▶ **Written task**: Which lines in the entries below contain the word "green"? Extract each of them and copy it in full.

▶ **Input for this task**:

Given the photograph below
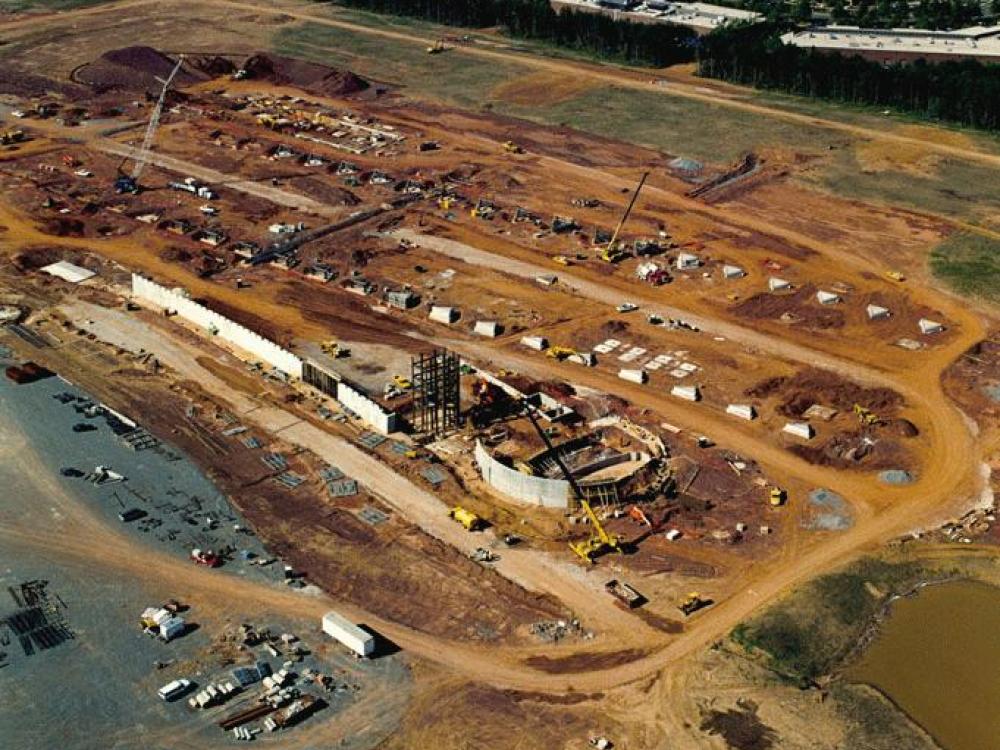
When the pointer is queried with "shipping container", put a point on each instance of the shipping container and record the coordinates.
(357, 640)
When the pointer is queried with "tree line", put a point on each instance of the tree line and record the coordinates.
(597, 34)
(965, 92)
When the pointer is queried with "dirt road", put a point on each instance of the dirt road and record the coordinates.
(611, 75)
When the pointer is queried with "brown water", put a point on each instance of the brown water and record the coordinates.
(938, 658)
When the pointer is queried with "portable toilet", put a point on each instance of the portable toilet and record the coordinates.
(743, 411)
(686, 261)
(538, 343)
(929, 326)
(442, 314)
(877, 312)
(686, 392)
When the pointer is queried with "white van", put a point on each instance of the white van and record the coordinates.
(174, 689)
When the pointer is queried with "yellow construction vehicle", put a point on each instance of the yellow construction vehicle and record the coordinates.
(560, 352)
(333, 349)
(8, 137)
(692, 603)
(467, 518)
(599, 542)
(866, 416)
(612, 253)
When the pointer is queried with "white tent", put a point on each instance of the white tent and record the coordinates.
(68, 272)
(733, 272)
(929, 326)
(743, 411)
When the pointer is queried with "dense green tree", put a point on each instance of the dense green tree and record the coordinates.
(966, 91)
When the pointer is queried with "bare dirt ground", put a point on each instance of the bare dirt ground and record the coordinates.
(770, 231)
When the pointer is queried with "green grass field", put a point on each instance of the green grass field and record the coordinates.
(808, 634)
(671, 124)
(969, 264)
(954, 189)
(19, 6)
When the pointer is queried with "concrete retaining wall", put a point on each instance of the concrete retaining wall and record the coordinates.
(224, 328)
(548, 493)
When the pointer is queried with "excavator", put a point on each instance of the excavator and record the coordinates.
(560, 352)
(866, 417)
(612, 253)
(600, 541)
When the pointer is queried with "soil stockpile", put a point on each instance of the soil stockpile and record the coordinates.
(311, 77)
(135, 69)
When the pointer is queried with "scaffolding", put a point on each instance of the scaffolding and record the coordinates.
(435, 377)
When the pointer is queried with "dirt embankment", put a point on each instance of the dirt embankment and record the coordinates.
(812, 386)
(311, 77)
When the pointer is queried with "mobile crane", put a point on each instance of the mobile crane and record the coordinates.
(612, 253)
(129, 182)
(600, 541)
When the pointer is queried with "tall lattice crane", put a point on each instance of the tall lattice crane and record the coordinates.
(129, 183)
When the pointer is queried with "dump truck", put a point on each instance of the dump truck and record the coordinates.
(626, 596)
(776, 497)
(467, 518)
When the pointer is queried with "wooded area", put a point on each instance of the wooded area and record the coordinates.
(965, 92)
(652, 44)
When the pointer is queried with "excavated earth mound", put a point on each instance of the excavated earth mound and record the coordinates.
(311, 77)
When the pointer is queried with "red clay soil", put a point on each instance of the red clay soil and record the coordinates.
(812, 386)
(135, 69)
(310, 77)
(805, 313)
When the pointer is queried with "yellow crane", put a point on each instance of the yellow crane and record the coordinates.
(600, 541)
(612, 253)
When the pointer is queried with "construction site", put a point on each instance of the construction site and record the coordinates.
(537, 408)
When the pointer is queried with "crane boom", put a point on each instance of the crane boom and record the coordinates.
(628, 210)
(154, 120)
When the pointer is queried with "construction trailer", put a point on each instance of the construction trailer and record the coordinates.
(358, 640)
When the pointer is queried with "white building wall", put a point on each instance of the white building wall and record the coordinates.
(548, 493)
(227, 330)
(383, 421)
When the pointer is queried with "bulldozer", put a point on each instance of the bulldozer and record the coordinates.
(467, 518)
(692, 603)
(866, 417)
(560, 352)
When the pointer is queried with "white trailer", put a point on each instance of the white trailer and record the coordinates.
(634, 376)
(340, 628)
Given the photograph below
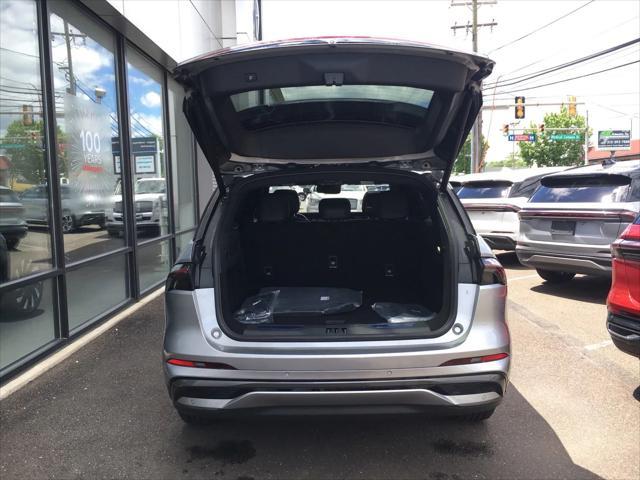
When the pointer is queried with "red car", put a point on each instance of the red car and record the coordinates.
(623, 303)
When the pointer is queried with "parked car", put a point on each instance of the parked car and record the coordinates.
(493, 200)
(571, 220)
(623, 302)
(150, 205)
(79, 208)
(401, 309)
(13, 225)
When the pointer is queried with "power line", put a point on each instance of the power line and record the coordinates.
(529, 76)
(572, 78)
(557, 52)
(542, 27)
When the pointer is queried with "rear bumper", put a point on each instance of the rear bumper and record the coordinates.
(451, 394)
(625, 333)
(588, 265)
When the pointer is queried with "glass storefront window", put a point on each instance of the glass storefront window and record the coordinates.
(144, 81)
(24, 194)
(154, 262)
(88, 132)
(27, 321)
(95, 288)
(182, 164)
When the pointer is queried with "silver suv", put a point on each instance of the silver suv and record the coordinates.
(397, 306)
(569, 223)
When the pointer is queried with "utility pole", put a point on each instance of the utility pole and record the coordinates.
(68, 38)
(476, 132)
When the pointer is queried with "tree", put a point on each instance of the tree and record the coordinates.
(545, 152)
(463, 162)
(27, 153)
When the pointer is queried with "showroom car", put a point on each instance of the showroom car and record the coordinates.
(396, 307)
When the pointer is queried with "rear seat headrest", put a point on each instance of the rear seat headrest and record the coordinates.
(292, 198)
(273, 208)
(334, 208)
(391, 205)
(369, 203)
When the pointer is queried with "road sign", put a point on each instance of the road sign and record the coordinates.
(614, 140)
(564, 136)
(522, 137)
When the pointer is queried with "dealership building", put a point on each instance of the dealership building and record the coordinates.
(101, 180)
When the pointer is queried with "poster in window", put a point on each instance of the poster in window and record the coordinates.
(145, 163)
(88, 164)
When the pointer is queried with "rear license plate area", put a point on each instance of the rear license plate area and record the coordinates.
(563, 227)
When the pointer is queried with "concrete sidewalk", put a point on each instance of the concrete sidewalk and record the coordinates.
(105, 413)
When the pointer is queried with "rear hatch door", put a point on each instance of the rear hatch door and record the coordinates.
(332, 101)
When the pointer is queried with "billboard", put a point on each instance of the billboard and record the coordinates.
(614, 140)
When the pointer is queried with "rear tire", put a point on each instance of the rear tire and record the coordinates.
(552, 276)
(196, 420)
(477, 416)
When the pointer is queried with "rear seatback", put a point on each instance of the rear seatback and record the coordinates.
(379, 253)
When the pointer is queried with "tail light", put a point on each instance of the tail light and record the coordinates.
(179, 362)
(627, 247)
(470, 360)
(492, 272)
(180, 277)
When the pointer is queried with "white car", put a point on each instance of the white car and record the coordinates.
(150, 204)
(493, 200)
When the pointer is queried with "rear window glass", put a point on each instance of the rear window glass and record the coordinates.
(582, 190)
(8, 196)
(485, 190)
(372, 93)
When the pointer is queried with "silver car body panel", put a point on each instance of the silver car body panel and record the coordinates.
(191, 320)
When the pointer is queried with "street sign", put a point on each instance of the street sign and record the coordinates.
(564, 136)
(522, 137)
(614, 140)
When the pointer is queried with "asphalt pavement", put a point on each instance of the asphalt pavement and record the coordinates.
(570, 412)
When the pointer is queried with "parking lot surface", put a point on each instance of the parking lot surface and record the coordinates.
(570, 412)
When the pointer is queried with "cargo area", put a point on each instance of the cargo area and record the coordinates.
(347, 260)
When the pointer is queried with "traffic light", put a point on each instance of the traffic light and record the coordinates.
(519, 108)
(572, 106)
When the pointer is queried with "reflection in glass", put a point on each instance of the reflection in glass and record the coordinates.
(147, 147)
(24, 231)
(154, 262)
(87, 123)
(182, 241)
(27, 320)
(96, 288)
(181, 161)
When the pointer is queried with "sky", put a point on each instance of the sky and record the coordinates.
(612, 99)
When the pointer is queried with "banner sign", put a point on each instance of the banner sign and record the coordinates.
(89, 156)
(522, 137)
(145, 163)
(614, 140)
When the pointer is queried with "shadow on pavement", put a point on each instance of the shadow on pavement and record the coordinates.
(582, 288)
(105, 413)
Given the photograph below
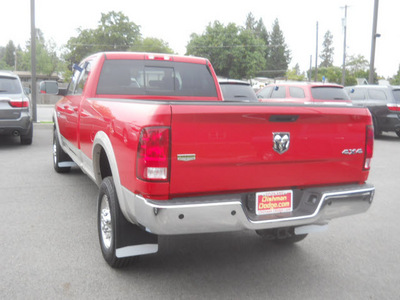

▶ **Completed exercise**:
When the pointer is queried with "dense green tree", put a point on each instance of the dense green tree and record the coordinates.
When the pointer is queried with "green grass field", put a point on each instance of the green grass field and record the coordinates.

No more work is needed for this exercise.